----- Text provided -----

At the February meeting of the county council’s Cabinet, members backed a council tax increase in Pembrokeshire of 16.3 per cent.

The proposed increase, which will be decided by full council at its March 7 meeting, would see the basic council tax level – before town/community precepts and the police precept are included – rise by £219.02 for the average Band D property, taking it to £1,561.98.

It is expected to be the highest percentage rate in Wales, on top of previous Pembrokeshire increases of 12.5 per cent, 9.92 per cent, five per cent, 3.75 per cent, five per cent and 7.5 per cent.

The TaxPayers’ Alliance (TPA) has launched a campaign against the proposed increase, and will be in Milford Haven on Thursday, February 29, and Friday, March 1, delivering leaflets and speaking to residents about the proposed increase.

TPA research says that if the tax rise is agreed, it will be the largest in England and Wales since 2012-13, when referendum principles were agreed.

England differs from Wales in having a cap, needing a referendum for any rate above five per cent for the 2024-25 financial year.

Taxpayers Alliance says Pembrokeshire’s proposal would be the largest percentage increase in Wales since 2000-01 and the third largest since 1997-98.

The only larger rises were in 2000-01 and 1998-99, when Monmouthshire and Powys county councils increased their council tax by 23.15 per cent and 17.5 per cent respectively, the group says.

At the February meeting of Pembrokeshire’s Cabinet, potential rises of 18.94 per cent, and an eye-watering 20.98 were mooted, which would have placed the county in second place.

The TPA is calling on residents in Pembrokeshire to write to the leader of the council, Cllr David Simpson, expressing their opposition to the proposals.

----- Dataset excerpts -----

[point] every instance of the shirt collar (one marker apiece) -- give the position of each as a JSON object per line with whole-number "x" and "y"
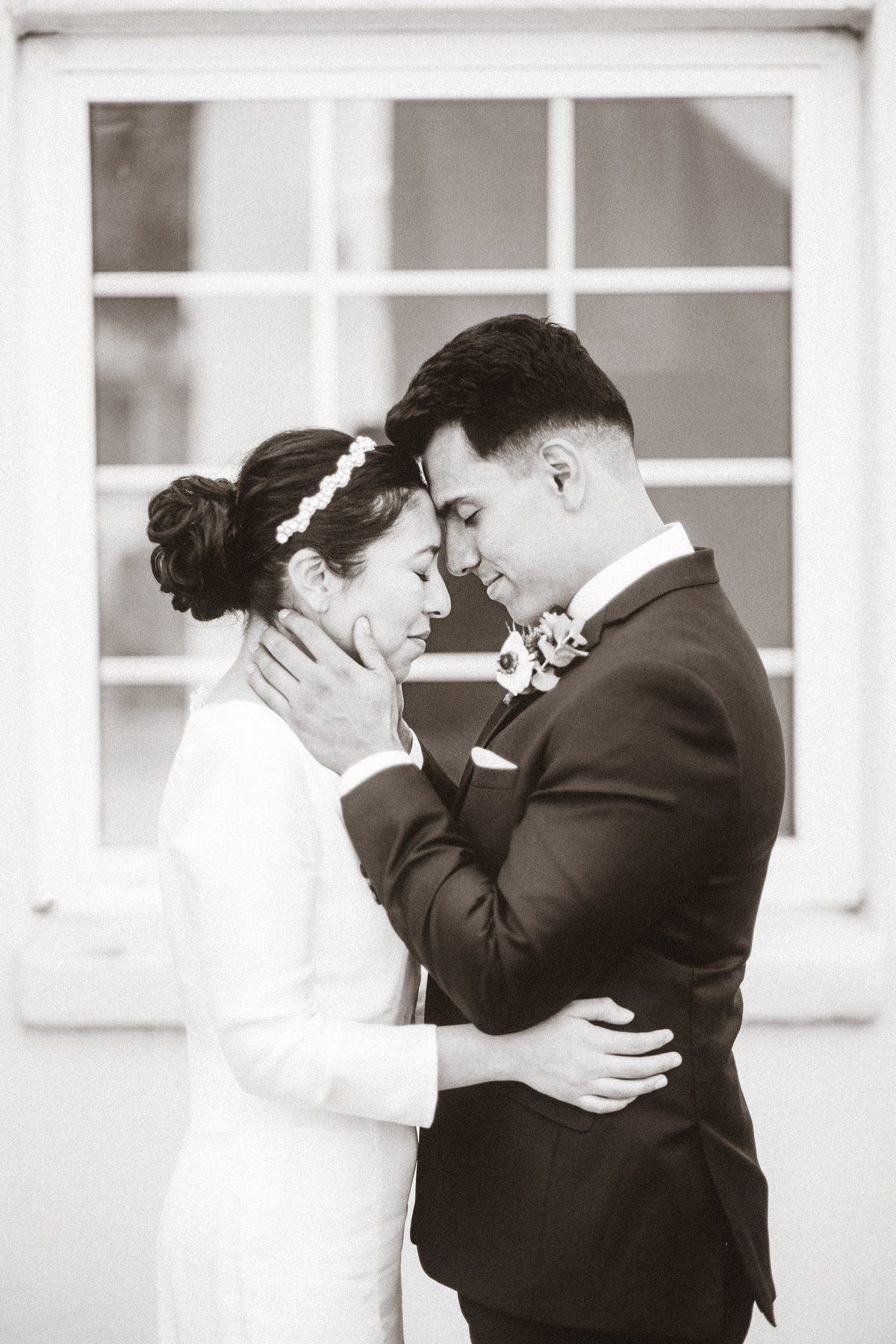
{"x": 621, "y": 574}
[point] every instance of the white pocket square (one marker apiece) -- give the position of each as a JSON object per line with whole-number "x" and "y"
{"x": 481, "y": 756}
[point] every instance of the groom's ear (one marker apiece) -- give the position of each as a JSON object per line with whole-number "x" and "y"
{"x": 561, "y": 464}
{"x": 314, "y": 582}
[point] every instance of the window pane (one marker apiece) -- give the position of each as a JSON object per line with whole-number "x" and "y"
{"x": 470, "y": 184}
{"x": 215, "y": 186}
{"x": 136, "y": 618}
{"x": 141, "y": 727}
{"x": 704, "y": 376}
{"x": 385, "y": 340}
{"x": 748, "y": 529}
{"x": 199, "y": 379}
{"x": 682, "y": 181}
{"x": 782, "y": 691}
{"x": 449, "y": 717}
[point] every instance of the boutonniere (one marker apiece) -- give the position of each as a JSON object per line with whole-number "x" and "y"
{"x": 528, "y": 658}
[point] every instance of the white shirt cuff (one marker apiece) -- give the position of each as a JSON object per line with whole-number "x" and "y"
{"x": 366, "y": 769}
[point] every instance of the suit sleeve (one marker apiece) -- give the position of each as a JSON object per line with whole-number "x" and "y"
{"x": 640, "y": 777}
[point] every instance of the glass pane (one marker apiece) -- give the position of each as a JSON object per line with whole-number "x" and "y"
{"x": 141, "y": 727}
{"x": 682, "y": 181}
{"x": 470, "y": 184}
{"x": 750, "y": 531}
{"x": 215, "y": 186}
{"x": 704, "y": 376}
{"x": 199, "y": 379}
{"x": 449, "y": 717}
{"x": 134, "y": 616}
{"x": 385, "y": 340}
{"x": 782, "y": 691}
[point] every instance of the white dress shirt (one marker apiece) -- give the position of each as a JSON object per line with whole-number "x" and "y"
{"x": 613, "y": 579}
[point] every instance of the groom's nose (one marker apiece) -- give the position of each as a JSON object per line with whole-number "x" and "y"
{"x": 440, "y": 601}
{"x": 461, "y": 554}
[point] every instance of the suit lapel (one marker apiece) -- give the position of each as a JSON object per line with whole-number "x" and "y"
{"x": 492, "y": 726}
{"x": 685, "y": 571}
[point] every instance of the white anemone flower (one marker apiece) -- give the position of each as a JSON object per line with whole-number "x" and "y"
{"x": 516, "y": 665}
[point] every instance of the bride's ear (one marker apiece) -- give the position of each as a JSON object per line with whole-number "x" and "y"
{"x": 314, "y": 582}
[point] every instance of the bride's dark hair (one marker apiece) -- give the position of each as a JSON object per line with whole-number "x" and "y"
{"x": 215, "y": 541}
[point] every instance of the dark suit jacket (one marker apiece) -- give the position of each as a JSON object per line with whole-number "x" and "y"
{"x": 625, "y": 856}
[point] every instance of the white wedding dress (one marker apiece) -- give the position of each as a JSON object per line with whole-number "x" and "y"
{"x": 285, "y": 1216}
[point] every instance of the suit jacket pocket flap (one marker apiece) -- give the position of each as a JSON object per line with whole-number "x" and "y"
{"x": 556, "y": 1110}
{"x": 494, "y": 777}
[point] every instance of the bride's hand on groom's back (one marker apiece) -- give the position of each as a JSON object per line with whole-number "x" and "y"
{"x": 575, "y": 1058}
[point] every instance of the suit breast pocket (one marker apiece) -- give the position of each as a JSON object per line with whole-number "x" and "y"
{"x": 488, "y": 815}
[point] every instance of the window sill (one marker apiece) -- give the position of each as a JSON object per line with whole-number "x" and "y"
{"x": 107, "y": 972}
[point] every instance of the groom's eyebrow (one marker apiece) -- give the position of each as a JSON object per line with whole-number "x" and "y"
{"x": 444, "y": 510}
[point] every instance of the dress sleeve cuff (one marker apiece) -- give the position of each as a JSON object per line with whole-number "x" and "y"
{"x": 366, "y": 769}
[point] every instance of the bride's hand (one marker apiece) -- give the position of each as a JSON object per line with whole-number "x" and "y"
{"x": 574, "y": 1060}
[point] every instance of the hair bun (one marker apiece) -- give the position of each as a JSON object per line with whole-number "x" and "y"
{"x": 193, "y": 524}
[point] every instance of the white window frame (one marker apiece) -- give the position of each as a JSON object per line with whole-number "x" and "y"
{"x": 821, "y": 867}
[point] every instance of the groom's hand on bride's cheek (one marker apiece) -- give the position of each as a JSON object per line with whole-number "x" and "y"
{"x": 341, "y": 710}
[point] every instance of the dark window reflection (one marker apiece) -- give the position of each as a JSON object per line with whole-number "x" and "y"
{"x": 682, "y": 181}
{"x": 470, "y": 184}
{"x": 704, "y": 376}
{"x": 140, "y": 158}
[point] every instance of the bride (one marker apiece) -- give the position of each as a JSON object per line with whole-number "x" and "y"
{"x": 308, "y": 1075}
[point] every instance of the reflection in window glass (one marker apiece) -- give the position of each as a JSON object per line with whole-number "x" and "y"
{"x": 682, "y": 181}
{"x": 748, "y": 527}
{"x": 704, "y": 376}
{"x": 198, "y": 379}
{"x": 470, "y": 184}
{"x": 141, "y": 727}
{"x": 214, "y": 186}
{"x": 374, "y": 373}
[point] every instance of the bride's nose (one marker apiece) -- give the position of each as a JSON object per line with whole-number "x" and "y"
{"x": 438, "y": 601}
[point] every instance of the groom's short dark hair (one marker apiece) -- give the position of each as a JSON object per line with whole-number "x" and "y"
{"x": 503, "y": 381}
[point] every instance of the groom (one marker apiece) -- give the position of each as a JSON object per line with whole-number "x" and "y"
{"x": 610, "y": 836}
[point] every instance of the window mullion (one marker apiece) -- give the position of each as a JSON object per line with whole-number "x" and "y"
{"x": 561, "y": 210}
{"x": 324, "y": 324}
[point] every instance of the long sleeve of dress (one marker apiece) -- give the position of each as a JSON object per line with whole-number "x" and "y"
{"x": 245, "y": 850}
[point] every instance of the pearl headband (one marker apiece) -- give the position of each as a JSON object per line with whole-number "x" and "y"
{"x": 344, "y": 467}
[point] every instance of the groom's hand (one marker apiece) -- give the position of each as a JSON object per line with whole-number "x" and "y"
{"x": 341, "y": 710}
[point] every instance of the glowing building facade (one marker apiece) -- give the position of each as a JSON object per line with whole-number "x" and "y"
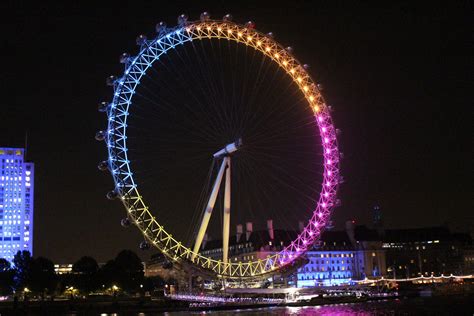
{"x": 16, "y": 203}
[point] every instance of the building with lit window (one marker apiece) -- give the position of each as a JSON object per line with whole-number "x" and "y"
{"x": 16, "y": 203}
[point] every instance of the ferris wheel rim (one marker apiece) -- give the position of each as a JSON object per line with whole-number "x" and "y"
{"x": 127, "y": 189}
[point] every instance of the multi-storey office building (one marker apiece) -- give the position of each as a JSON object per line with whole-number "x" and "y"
{"x": 16, "y": 202}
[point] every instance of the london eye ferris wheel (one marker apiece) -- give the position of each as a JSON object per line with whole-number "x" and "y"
{"x": 214, "y": 123}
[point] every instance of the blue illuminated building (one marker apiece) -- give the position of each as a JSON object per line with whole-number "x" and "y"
{"x": 16, "y": 202}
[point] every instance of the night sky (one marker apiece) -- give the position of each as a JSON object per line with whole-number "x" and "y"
{"x": 399, "y": 77}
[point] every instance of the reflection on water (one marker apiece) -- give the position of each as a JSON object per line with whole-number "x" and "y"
{"x": 454, "y": 305}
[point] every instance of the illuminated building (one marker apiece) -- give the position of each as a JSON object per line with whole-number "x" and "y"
{"x": 16, "y": 203}
{"x": 339, "y": 258}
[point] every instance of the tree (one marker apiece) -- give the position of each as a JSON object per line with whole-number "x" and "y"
{"x": 42, "y": 276}
{"x": 6, "y": 277}
{"x": 131, "y": 272}
{"x": 22, "y": 262}
{"x": 85, "y": 274}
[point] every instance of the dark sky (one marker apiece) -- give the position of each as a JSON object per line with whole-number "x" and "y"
{"x": 399, "y": 77}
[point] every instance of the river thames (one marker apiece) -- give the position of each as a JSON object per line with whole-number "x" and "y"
{"x": 452, "y": 305}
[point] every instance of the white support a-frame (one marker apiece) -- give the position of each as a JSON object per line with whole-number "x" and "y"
{"x": 224, "y": 168}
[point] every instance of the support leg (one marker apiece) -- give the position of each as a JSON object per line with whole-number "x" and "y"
{"x": 226, "y": 224}
{"x": 209, "y": 208}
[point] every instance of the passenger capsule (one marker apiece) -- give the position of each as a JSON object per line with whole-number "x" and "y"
{"x": 100, "y": 136}
{"x": 103, "y": 165}
{"x": 110, "y": 81}
{"x": 160, "y": 27}
{"x": 103, "y": 106}
{"x": 112, "y": 195}
{"x": 125, "y": 222}
{"x": 167, "y": 265}
{"x": 182, "y": 19}
{"x": 124, "y": 58}
{"x": 205, "y": 16}
{"x": 141, "y": 39}
{"x": 144, "y": 245}
{"x": 250, "y": 25}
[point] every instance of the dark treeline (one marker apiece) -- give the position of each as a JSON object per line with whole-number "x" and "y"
{"x": 36, "y": 276}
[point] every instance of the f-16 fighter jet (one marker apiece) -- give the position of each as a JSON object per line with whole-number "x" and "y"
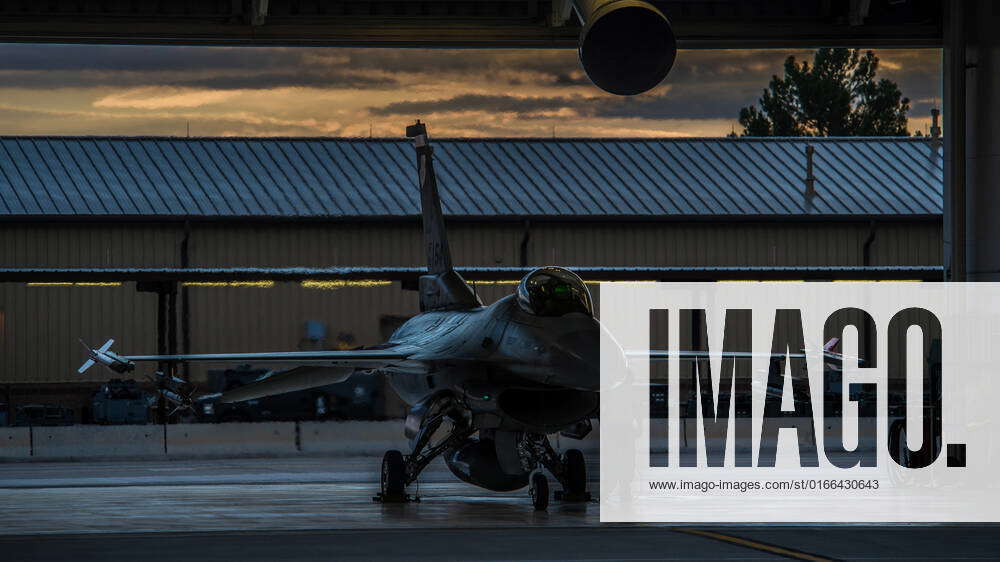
{"x": 486, "y": 385}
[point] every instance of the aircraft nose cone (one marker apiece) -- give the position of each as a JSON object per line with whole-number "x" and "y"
{"x": 577, "y": 359}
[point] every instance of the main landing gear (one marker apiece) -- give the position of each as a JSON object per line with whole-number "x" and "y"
{"x": 399, "y": 471}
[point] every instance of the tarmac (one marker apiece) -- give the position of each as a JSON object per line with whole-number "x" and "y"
{"x": 322, "y": 509}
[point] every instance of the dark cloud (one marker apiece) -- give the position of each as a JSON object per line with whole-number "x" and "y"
{"x": 681, "y": 102}
{"x": 530, "y": 85}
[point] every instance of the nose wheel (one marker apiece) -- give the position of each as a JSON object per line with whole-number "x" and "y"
{"x": 393, "y": 478}
{"x": 538, "y": 489}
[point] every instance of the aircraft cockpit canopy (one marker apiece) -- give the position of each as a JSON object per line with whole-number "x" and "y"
{"x": 554, "y": 291}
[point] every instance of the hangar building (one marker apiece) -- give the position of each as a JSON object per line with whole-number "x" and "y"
{"x": 271, "y": 202}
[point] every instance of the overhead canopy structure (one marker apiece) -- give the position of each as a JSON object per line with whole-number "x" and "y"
{"x": 464, "y": 23}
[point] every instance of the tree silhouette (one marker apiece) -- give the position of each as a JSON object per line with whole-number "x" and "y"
{"x": 835, "y": 96}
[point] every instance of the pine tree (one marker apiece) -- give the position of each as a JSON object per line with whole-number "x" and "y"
{"x": 837, "y": 95}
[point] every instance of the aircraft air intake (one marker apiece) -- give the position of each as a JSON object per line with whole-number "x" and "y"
{"x": 627, "y": 46}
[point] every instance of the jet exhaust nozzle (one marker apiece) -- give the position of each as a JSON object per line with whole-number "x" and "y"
{"x": 627, "y": 46}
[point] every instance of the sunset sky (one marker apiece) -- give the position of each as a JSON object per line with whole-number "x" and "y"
{"x": 242, "y": 91}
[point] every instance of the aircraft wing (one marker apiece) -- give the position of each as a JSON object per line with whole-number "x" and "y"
{"x": 352, "y": 358}
{"x": 280, "y": 382}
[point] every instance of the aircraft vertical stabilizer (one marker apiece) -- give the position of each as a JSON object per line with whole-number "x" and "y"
{"x": 442, "y": 288}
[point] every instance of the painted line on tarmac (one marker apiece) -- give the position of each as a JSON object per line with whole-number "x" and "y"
{"x": 755, "y": 545}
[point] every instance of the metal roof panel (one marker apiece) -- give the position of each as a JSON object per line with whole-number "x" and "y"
{"x": 331, "y": 177}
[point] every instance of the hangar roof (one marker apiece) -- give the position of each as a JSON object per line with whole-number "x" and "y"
{"x": 287, "y": 178}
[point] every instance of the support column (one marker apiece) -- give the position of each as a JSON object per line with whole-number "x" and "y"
{"x": 954, "y": 139}
{"x": 982, "y": 193}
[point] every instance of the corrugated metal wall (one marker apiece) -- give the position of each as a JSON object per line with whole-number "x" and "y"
{"x": 41, "y": 324}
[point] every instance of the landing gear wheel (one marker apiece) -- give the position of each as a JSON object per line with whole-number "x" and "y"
{"x": 539, "y": 491}
{"x": 393, "y": 477}
{"x": 576, "y": 471}
{"x": 574, "y": 478}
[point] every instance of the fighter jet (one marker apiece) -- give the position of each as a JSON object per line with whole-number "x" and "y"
{"x": 486, "y": 385}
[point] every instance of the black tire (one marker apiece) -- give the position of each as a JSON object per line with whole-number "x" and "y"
{"x": 393, "y": 475}
{"x": 539, "y": 491}
{"x": 576, "y": 471}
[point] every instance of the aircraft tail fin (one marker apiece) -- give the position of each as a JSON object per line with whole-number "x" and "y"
{"x": 443, "y": 288}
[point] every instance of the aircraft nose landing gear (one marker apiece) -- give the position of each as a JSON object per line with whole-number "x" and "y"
{"x": 538, "y": 489}
{"x": 393, "y": 480}
{"x": 570, "y": 470}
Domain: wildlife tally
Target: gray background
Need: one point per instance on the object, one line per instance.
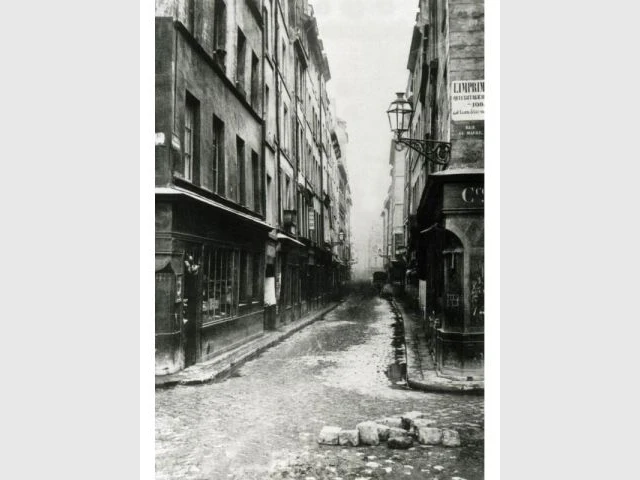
(567, 244)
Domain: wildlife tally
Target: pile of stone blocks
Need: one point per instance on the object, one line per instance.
(398, 431)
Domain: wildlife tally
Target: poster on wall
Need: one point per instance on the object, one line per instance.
(467, 109)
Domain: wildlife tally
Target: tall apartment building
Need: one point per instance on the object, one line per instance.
(444, 205)
(395, 261)
(242, 140)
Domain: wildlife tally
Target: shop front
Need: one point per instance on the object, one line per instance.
(210, 270)
(451, 265)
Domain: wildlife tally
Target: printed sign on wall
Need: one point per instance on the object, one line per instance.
(467, 108)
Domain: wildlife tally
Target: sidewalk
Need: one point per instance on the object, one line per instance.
(221, 366)
(421, 369)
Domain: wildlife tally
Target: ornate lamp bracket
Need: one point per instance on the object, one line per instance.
(433, 151)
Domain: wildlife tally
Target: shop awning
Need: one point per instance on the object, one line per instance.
(282, 236)
(183, 192)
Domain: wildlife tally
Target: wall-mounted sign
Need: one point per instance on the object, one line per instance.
(312, 219)
(467, 100)
(458, 196)
(467, 109)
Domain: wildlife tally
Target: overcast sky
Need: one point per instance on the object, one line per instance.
(367, 43)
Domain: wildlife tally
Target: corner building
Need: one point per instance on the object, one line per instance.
(444, 205)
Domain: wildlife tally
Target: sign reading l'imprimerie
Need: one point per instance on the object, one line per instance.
(467, 108)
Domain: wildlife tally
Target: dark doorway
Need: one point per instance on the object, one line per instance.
(189, 320)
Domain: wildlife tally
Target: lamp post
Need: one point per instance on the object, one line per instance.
(400, 113)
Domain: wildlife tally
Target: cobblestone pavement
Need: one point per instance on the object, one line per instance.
(262, 423)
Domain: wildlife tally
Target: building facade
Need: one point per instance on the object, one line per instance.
(444, 205)
(393, 222)
(242, 136)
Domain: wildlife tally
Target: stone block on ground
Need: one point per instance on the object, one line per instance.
(429, 435)
(329, 435)
(421, 423)
(348, 438)
(383, 432)
(400, 441)
(390, 421)
(368, 433)
(408, 417)
(394, 432)
(450, 438)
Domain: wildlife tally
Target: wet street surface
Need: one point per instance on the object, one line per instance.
(263, 421)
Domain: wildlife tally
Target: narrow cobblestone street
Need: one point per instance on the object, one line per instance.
(263, 421)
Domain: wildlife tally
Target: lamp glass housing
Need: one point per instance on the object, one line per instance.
(400, 113)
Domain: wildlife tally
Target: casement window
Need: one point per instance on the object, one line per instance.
(283, 61)
(270, 200)
(220, 31)
(266, 103)
(220, 284)
(218, 179)
(267, 20)
(240, 154)
(257, 276)
(255, 82)
(246, 285)
(191, 16)
(257, 182)
(285, 129)
(241, 52)
(191, 138)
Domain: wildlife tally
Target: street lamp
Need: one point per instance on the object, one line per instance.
(400, 113)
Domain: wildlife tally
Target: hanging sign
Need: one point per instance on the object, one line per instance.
(467, 108)
(312, 219)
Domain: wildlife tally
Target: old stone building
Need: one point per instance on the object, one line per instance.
(444, 205)
(242, 146)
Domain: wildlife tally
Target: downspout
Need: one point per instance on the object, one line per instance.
(324, 273)
(277, 79)
(263, 194)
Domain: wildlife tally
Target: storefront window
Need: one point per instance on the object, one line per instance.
(220, 283)
(453, 283)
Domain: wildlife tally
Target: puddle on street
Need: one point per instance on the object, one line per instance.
(397, 371)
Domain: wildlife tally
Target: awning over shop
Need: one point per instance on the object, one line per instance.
(283, 237)
(182, 192)
(162, 262)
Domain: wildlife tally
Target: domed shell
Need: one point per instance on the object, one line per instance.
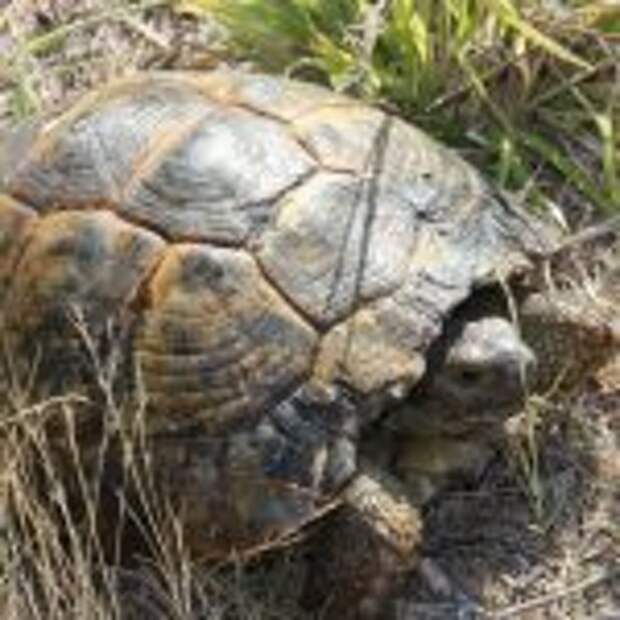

-----

• What needs to be done:
According to the text on the Pembrokeshire council tax proposal, by how much would the basic council tax rise for the average Band D property? The listing was taken from a different source than the text.

• Exercise result:
By £219.02, taking it to £1,561.98.